Directive 1 |
In the article on building a digital thread, which step does the author call the first and most important?

Quoted text |
Building a Digital Thread with Object References and Linking (From CAD to EBOM to xBOM) — Day 25 of 30

Oleg Shilovitsky
Oleg Shilovitsky
25 November, 2025 | 9 min for reading
Building a Digital Thread with Object References and Linking (From CAD to EBOM to xBOM) — Day 25 of 30

Digital thread is often described in vague and futuristic terms. Many companies imagine it as something that requires a large PLM program or a multi-year transformation. In reality, a digital thread can start with something very simple. In OpenBOM, it begins with a straightforward engineering BOM created from your CAD tools and then expands gradually as you link BOM structures, vendors, RFQs, POs, and other lifecycle elements. The building block is the object reference, a mechanism that allows any object in OpenBOM to be connected in a meaningful and traceable way. This article explains how these pieces come together to form a practical, working digital thread.

Introduction: The Digital Thread as a Practical Workflow

Digital thread is a phrase that appears everywhere in modern manufacturing. It is used in presentations, vendor roadmaps, and industry discussions. Often the definition varies depending on who you ask. Some view it as a single database that holds everything. Others imagine it as a set of integrations between enterprise systems. Many companies hear the term and assume it is too complicated or too abstract to apply to their environment.

My experience is very different. If you look closely at the work engineers, buyers, planners, and suppliers do every day, you can see the shape of a digital thread already. People export BOMs from CAD, add cost and vendor information, send RFQs to suppliers, generate purchase orders, and release revisions. These steps naturally form relationships. The problem is that they are scattered across many tools and emails, so the connections disappear.

What OpenBOM does is not create a new process. Instead, it captures the relationships that already exist in engineering and procurement workflows. By connecting EBOMs, MBOMs, vendor catalogs, RFQs, and POs using the xBOM model and object references, OpenBOM builds a digital thread incrementally. You do the same work you always do. The system makes the connections visible, searchable, and traceable.

This is why I describe OpenBOM’s approach as practical. The thread grows as you work, not as a separate project.

Starting Point: Generating the EBOM from Engineering Tools

Every digital thread begins with engineering data. If you cannot extract a clean and structured engineering BOM, nothing else will sit on top of it. That is why EBOM generation is the first and most important step.

OpenBOM connects directly to a broad set of design tools. Mechanical assemblies from tools such as SolidWorks, Autodesk Fusion, Onshape, Solid Edge, Inventor, and others can be exported with complete structure and properties. Electronic design tools such as Altium, OrCAD, and KiCad provide component lists, reference designators, and PCB information. Even software items or configuration modules can be represented as catalog items and linked into the structure.

Directive 2 |
Pull out each line of the records below that contains the word "cloud". Case counts.

Records to use |

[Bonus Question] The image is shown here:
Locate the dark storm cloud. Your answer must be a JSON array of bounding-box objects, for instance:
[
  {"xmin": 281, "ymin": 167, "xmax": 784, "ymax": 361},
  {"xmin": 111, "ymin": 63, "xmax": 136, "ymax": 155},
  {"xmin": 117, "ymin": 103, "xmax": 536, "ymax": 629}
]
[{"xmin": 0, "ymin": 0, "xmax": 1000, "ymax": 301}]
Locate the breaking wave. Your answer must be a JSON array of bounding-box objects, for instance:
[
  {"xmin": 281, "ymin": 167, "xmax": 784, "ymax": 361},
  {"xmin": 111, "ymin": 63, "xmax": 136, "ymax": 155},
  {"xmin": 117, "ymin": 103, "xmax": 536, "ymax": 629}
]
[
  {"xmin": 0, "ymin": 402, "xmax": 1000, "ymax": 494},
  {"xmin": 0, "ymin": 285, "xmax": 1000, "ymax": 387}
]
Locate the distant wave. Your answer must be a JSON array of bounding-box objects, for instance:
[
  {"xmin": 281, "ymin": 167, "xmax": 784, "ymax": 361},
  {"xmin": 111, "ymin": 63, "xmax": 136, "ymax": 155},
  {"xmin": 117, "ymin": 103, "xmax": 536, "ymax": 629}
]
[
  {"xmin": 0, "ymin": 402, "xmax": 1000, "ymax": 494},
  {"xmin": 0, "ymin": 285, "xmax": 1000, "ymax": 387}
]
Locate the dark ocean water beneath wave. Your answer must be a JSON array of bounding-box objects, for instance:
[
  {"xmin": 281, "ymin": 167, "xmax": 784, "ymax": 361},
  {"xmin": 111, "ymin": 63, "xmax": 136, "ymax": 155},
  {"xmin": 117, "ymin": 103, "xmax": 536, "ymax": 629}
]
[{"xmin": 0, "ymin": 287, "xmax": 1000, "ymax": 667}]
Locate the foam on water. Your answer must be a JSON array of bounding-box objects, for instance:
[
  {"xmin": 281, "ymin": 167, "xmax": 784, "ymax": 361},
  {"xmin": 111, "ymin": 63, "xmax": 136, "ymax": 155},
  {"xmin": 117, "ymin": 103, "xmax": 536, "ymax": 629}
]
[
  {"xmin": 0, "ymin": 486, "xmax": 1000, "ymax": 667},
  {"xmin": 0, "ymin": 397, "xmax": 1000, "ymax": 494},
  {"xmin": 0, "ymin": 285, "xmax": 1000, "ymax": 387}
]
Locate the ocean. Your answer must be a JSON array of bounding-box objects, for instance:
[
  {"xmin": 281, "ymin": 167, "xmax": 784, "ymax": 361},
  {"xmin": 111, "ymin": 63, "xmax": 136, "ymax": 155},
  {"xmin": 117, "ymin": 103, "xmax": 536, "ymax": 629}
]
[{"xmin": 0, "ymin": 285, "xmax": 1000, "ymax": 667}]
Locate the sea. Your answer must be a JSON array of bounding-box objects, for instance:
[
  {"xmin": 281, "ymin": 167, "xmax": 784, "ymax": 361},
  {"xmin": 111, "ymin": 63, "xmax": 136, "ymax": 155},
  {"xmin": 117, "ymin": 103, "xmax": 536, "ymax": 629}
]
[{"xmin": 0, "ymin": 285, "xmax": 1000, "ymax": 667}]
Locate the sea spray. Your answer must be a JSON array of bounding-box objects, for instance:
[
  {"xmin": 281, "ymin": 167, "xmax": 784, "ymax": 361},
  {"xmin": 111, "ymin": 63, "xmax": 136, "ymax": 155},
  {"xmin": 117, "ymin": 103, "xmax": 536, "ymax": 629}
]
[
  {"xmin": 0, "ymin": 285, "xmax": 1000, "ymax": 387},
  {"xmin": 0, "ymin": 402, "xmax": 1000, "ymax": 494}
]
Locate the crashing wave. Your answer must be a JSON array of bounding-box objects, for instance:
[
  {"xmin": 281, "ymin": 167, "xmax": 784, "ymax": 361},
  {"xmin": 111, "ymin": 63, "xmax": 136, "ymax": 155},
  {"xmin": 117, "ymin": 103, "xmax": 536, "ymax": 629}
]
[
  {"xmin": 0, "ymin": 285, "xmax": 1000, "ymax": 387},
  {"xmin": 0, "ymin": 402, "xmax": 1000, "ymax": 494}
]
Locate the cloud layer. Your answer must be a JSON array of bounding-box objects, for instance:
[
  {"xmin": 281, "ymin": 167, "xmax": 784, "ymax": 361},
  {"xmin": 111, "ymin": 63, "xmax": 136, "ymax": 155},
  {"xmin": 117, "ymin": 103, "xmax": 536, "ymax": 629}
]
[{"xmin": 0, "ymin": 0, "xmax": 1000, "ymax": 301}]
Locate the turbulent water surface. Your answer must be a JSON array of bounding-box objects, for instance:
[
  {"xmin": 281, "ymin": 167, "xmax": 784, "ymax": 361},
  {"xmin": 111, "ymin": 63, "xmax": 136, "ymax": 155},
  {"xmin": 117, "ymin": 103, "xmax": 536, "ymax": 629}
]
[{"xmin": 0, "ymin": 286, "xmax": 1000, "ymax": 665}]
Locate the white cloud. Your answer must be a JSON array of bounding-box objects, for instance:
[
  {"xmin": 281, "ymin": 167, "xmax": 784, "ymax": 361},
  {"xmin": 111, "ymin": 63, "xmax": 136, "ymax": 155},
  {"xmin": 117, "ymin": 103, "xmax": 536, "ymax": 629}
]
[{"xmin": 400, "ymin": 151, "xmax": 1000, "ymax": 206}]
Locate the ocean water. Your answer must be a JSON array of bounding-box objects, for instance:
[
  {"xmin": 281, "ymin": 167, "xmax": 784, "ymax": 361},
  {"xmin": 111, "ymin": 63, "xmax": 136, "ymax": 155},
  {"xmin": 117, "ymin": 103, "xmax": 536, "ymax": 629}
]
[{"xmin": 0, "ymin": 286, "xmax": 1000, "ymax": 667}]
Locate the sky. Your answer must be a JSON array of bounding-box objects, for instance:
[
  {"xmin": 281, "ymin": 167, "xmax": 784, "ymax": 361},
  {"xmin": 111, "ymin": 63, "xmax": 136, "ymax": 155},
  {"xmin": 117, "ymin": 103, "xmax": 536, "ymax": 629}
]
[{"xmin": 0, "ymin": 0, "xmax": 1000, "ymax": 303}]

Response 1 |
EBOM generation, meaning generating the engineering BOM from engineering tools.

Response 2 |
Locate the dark storm cloud. Your answer must be a JSON array of bounding-box objects, for instance:
Locate the cloud layer. Your answer must be a JSON array of bounding-box objects, for instance:
Locate the white cloud. Your answer must be a JSON array of bounding-box objects, for instance:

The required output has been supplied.